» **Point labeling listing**
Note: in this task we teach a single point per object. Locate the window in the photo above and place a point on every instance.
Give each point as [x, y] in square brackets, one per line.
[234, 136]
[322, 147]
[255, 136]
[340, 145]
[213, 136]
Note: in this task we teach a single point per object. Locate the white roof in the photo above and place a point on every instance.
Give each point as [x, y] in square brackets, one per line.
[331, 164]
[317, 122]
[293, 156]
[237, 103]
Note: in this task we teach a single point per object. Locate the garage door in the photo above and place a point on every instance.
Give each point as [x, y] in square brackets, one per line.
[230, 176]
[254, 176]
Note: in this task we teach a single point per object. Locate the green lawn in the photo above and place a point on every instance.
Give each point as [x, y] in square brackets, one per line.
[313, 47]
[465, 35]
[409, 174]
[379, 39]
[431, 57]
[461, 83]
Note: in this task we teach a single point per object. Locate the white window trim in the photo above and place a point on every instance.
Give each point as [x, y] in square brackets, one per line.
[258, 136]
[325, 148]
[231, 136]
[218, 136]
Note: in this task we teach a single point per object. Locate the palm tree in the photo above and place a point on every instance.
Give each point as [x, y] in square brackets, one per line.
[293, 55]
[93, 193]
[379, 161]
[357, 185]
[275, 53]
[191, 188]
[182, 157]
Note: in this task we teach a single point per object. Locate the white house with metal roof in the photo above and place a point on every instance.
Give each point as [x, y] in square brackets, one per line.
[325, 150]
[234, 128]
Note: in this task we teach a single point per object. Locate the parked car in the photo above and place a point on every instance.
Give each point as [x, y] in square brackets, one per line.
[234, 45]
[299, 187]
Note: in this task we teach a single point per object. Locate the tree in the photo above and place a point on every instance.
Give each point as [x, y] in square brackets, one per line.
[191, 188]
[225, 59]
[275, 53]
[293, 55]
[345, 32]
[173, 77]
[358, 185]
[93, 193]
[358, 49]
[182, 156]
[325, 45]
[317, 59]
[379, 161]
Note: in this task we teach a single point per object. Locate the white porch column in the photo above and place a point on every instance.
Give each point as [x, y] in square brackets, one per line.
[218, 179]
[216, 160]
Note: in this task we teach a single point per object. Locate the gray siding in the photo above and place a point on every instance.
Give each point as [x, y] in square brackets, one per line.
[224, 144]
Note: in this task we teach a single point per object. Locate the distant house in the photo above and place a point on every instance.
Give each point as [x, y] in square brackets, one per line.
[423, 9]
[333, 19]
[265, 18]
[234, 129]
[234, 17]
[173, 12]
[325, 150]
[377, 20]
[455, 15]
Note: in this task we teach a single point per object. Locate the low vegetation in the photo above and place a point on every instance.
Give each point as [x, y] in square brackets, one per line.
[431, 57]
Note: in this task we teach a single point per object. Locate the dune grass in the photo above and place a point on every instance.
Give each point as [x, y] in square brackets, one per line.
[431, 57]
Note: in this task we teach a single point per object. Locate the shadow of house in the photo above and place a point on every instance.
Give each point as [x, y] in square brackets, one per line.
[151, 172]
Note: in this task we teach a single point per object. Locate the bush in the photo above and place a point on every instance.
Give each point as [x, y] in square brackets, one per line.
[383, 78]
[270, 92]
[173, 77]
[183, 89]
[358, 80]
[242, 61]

» **Direction**
Print the listing unchanged, from the line containing "Locate the dune" up to and including its final line.

» **Reply**
Note: in this task we teach a single point per object. Locate the dune grass in the photo above and place a point on every instance.
Give each point as [x, y] in square brackets, one per line.
[431, 57]
Note: in this task we teach a single point per object. Locate the shadow of house in the photo above and place a point on every instance.
Give each point as [x, y] in square brackets, one per line.
[151, 172]
Note: in this task we teach a single point per object. Locate the bush in the photo above and place a point on every instance.
Give each point as [x, y] in square brackets, one per line.
[383, 78]
[270, 92]
[173, 77]
[183, 89]
[358, 80]
[242, 61]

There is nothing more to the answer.